## Required task
Rewrite everything from the line containing "Target | high-rise building" down to the line containing "x=162 y=122" in the records, putting "circle" in place of "disc" and leaving all else unchanged.

## Raw data
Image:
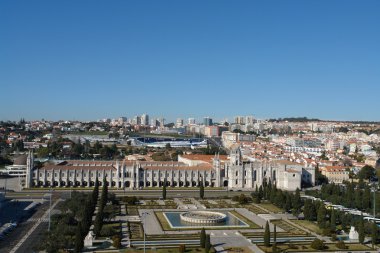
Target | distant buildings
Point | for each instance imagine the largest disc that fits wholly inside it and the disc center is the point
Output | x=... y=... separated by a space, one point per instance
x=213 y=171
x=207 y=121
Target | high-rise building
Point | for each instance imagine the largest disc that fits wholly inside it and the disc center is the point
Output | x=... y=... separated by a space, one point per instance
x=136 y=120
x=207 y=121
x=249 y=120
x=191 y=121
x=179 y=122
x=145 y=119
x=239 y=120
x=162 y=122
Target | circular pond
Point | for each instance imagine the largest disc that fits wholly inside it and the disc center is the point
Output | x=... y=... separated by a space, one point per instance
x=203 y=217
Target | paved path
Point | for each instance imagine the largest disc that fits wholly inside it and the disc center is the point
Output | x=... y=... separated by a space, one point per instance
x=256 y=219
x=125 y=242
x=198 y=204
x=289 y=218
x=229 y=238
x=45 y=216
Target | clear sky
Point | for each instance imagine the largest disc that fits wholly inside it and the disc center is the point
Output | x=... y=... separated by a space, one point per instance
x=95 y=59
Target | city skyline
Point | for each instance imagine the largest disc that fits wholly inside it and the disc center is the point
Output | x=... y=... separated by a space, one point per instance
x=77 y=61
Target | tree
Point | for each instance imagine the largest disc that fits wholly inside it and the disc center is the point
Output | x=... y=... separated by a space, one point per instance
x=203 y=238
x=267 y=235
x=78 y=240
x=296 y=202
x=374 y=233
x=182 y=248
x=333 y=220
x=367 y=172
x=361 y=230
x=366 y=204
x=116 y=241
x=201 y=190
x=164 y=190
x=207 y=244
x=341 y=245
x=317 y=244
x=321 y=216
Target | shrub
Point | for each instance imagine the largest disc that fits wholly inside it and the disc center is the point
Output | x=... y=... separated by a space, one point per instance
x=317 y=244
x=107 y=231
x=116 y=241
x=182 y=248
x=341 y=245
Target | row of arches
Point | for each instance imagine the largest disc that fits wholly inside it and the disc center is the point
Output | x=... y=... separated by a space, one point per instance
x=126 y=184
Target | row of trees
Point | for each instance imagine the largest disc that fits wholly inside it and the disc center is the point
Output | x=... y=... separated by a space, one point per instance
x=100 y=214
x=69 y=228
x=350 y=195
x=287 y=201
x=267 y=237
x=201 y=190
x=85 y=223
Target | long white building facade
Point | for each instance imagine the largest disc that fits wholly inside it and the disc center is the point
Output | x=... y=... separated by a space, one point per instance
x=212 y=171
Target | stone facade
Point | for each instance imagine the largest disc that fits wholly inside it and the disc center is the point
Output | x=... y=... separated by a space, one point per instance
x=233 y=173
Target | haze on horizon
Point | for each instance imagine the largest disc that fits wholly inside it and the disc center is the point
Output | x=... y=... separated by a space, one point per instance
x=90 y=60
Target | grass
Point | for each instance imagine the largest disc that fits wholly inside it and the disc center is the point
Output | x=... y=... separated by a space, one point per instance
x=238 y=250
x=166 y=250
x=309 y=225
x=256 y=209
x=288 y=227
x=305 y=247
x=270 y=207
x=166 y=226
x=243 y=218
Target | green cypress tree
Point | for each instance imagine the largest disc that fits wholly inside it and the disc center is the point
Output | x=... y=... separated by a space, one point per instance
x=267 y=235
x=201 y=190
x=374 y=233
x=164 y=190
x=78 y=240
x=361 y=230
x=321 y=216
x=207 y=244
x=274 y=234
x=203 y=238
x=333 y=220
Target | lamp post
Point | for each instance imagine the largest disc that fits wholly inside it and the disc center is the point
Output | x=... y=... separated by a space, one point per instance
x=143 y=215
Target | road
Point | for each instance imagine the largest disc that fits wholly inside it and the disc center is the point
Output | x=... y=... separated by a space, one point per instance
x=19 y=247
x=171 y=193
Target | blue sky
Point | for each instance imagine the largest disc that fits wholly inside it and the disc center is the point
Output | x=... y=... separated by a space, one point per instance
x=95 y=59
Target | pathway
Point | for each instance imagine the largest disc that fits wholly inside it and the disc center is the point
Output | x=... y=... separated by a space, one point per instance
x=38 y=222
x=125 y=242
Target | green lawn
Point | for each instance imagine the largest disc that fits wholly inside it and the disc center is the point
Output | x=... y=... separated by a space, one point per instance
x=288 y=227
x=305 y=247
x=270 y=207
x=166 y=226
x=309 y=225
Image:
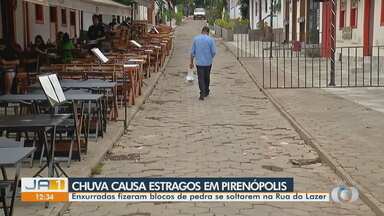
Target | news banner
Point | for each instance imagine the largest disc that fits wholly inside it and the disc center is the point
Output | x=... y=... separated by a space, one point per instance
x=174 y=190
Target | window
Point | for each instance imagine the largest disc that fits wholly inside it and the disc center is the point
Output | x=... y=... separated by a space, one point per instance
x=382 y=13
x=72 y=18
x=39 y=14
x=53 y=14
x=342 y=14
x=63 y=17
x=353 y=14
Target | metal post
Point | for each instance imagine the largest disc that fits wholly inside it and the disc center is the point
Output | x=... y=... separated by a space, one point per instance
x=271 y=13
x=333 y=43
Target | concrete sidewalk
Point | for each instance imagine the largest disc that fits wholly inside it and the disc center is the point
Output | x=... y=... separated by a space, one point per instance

## Exercise output
Target | high-rise building
Point | for each instance imagine the largest circle that fits wholly inside it and the circle center is the point
Output | x=... y=... separated by a space, one point per instance
x=136 y=120
x=207 y=121
x=249 y=120
x=191 y=121
x=179 y=122
x=145 y=119
x=239 y=120
x=162 y=122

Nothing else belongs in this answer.